Reproduce everything from the line containing "-- sample [265,610]." down to the end of the records, substituting "pedestrian crossing" for "crosswalk" and leaving all else unchanged.

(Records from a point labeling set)
◆ ◆ ◆ ◆ ◆
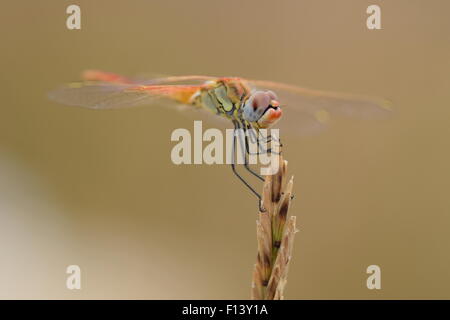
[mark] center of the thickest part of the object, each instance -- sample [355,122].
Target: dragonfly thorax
[233,99]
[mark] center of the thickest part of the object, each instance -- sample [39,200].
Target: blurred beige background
[98,189]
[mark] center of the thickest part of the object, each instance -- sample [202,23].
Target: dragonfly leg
[246,151]
[233,167]
[261,141]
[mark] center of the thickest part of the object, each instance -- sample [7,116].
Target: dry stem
[275,237]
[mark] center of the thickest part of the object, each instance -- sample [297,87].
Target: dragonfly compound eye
[262,107]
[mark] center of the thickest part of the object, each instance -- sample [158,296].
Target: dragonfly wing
[308,111]
[102,95]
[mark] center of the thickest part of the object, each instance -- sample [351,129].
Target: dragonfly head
[262,108]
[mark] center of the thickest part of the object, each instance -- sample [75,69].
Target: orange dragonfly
[248,104]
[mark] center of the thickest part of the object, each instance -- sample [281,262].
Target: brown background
[98,189]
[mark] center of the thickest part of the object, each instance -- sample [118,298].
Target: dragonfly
[249,105]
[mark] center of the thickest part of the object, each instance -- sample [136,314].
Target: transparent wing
[101,95]
[308,111]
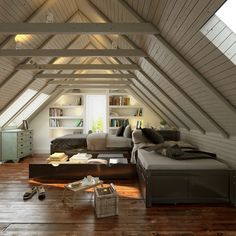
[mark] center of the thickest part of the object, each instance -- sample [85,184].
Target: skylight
[16,106]
[227,14]
[29,110]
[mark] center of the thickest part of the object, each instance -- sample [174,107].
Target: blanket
[103,141]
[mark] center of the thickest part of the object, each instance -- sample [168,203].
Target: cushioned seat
[153,161]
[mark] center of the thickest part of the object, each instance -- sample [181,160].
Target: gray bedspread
[103,141]
[69,141]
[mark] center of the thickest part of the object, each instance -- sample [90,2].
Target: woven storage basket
[106,201]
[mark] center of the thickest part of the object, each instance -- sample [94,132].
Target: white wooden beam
[72,53]
[94,82]
[90,86]
[78,67]
[42,45]
[195,74]
[84,76]
[161,113]
[77,28]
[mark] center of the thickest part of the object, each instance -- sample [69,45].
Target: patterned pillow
[127,132]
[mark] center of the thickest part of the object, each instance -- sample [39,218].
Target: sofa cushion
[120,131]
[138,137]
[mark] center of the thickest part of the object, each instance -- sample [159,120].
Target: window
[221,28]
[227,14]
[29,110]
[16,106]
[96,113]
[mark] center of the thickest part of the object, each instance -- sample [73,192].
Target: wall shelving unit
[67,113]
[123,109]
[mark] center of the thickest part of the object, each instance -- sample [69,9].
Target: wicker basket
[106,201]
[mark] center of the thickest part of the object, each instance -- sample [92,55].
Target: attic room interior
[117,117]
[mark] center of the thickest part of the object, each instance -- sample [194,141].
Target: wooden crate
[106,201]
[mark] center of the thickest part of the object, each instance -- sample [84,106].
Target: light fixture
[20,39]
[114,45]
[49,18]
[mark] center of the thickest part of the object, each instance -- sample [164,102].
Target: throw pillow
[127,132]
[152,135]
[120,131]
[138,137]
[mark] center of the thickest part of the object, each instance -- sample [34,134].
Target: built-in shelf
[67,113]
[123,110]
[66,117]
[113,128]
[125,117]
[124,106]
[68,106]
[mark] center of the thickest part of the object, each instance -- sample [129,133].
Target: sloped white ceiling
[190,82]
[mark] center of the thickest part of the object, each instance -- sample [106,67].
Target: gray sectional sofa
[165,180]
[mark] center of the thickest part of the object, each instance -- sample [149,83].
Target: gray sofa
[165,180]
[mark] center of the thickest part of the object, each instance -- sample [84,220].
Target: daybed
[166,180]
[92,143]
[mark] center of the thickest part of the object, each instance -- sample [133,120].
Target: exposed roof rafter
[89,82]
[77,28]
[72,53]
[78,67]
[88,76]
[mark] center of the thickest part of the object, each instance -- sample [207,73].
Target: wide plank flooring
[52,217]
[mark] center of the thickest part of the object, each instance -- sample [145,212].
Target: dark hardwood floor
[52,217]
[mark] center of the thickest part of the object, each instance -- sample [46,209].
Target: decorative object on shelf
[138,124]
[79,123]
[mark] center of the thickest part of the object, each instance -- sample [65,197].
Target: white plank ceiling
[190,82]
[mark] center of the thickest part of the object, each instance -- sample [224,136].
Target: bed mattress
[154,161]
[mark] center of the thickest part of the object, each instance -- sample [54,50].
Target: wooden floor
[52,217]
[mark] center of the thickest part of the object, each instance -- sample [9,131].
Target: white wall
[43,136]
[225,148]
[41,139]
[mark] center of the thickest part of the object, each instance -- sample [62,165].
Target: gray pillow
[153,135]
[127,132]
[120,131]
[138,137]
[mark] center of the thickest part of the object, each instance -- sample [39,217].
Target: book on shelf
[119,122]
[79,123]
[55,112]
[139,112]
[54,123]
[119,101]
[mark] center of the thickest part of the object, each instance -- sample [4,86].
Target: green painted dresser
[16,144]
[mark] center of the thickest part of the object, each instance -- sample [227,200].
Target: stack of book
[80,158]
[57,157]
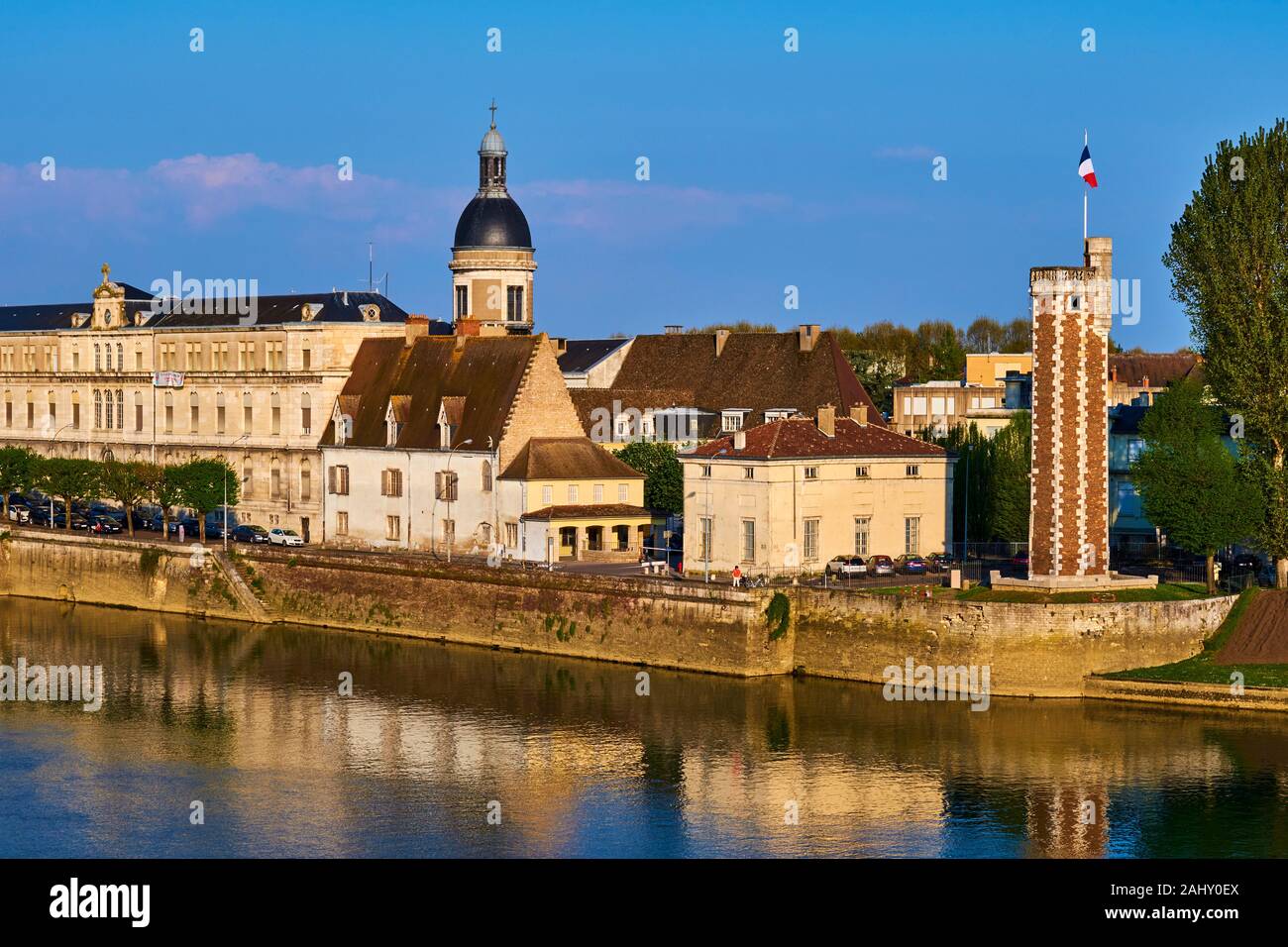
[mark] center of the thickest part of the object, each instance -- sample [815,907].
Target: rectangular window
[811,539]
[912,535]
[748,540]
[514,304]
[861,535]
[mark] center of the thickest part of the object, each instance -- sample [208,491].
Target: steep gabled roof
[800,438]
[567,458]
[758,371]
[478,377]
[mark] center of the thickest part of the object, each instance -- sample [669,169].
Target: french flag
[1085,170]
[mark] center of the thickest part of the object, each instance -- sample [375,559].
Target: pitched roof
[583,355]
[576,512]
[800,437]
[566,458]
[756,371]
[271,311]
[1159,368]
[483,371]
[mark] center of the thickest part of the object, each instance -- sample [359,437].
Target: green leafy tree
[127,483]
[202,486]
[17,468]
[68,479]
[1229,264]
[1190,484]
[664,476]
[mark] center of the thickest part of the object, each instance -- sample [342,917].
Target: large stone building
[791,493]
[134,376]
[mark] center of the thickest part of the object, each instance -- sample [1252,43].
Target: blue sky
[768,169]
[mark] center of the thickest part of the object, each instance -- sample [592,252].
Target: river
[446,750]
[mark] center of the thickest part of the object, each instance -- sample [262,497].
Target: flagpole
[1085,196]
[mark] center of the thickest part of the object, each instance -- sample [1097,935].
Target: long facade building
[136,377]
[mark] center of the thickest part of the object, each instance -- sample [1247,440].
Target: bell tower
[492,256]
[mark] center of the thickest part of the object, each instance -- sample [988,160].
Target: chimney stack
[827,420]
[721,338]
[416,328]
[806,337]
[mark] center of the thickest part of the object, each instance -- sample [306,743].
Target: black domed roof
[492,222]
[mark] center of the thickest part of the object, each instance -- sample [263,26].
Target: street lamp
[449,484]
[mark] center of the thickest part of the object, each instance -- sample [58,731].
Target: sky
[768,167]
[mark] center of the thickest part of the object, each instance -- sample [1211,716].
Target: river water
[445,750]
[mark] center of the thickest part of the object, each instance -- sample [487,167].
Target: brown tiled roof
[755,369]
[484,372]
[1160,368]
[600,509]
[566,458]
[800,437]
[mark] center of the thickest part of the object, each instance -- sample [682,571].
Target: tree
[1229,264]
[68,479]
[127,483]
[17,467]
[1190,484]
[664,476]
[204,486]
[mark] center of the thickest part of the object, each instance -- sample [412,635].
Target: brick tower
[1069,497]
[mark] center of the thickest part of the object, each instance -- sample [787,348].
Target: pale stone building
[471,445]
[795,492]
[140,377]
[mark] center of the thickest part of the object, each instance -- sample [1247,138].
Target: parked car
[846,567]
[283,538]
[880,566]
[103,523]
[911,565]
[249,532]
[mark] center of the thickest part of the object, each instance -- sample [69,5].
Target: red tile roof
[800,437]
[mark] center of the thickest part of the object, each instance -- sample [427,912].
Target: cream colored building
[133,377]
[793,493]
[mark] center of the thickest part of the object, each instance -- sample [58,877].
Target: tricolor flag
[1085,170]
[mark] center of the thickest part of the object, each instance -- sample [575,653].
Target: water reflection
[249,722]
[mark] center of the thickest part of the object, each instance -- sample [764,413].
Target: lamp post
[449,486]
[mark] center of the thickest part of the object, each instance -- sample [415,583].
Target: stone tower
[1069,496]
[492,256]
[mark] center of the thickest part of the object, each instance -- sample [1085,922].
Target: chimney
[806,337]
[416,328]
[827,420]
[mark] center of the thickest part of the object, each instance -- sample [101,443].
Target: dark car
[249,532]
[911,565]
[103,523]
[880,566]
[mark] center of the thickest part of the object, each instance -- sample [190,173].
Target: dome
[492,144]
[492,222]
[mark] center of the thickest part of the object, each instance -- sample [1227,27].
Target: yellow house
[580,501]
[990,368]
[793,493]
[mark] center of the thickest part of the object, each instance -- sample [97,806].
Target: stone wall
[1031,650]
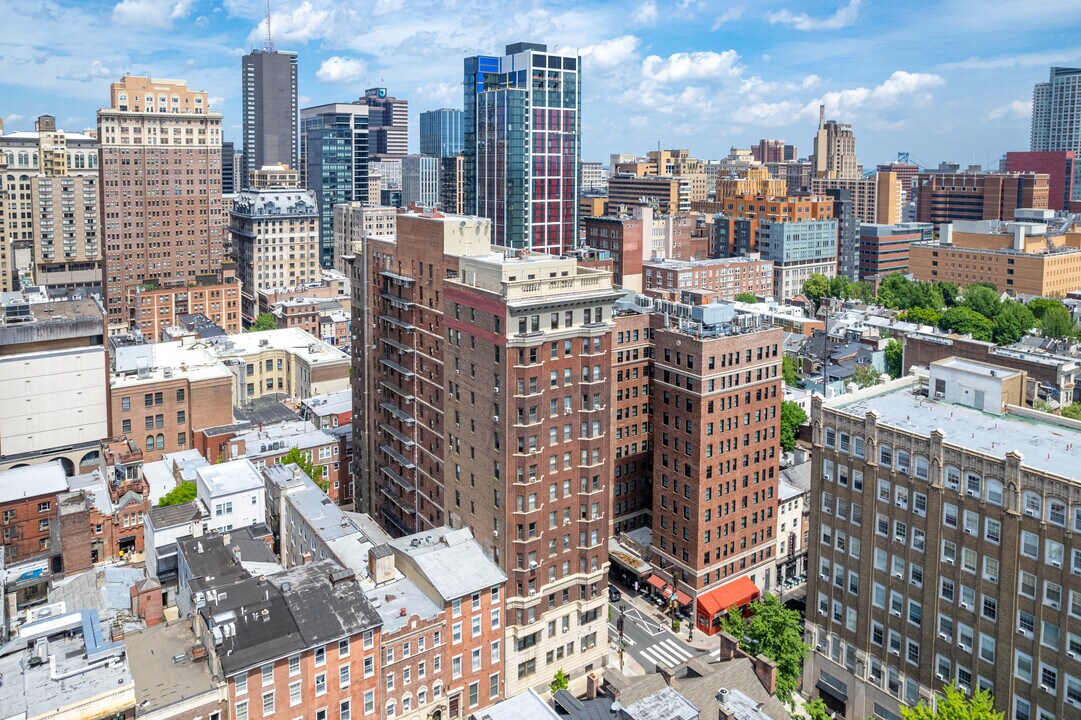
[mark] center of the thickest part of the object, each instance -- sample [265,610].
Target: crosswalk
[666,653]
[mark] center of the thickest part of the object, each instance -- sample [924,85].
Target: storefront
[716,603]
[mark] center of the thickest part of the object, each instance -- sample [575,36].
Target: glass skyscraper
[522,130]
[334,163]
[441,132]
◆ ◆ ◆ ◆ ◆
* [REPLY TO THE TASK]:
[mark] center of the thickest part of the object, each instance -- sample [265,610].
Target: pedestrian crossing
[666,653]
[mark] center of the thickest part of the object, each instance -- sample [924,85].
Target: storefront
[716,603]
[mark] center of the thickest part of the object, each instance -- sample [575,36].
Target: glass skyscraper
[522,130]
[334,163]
[441,132]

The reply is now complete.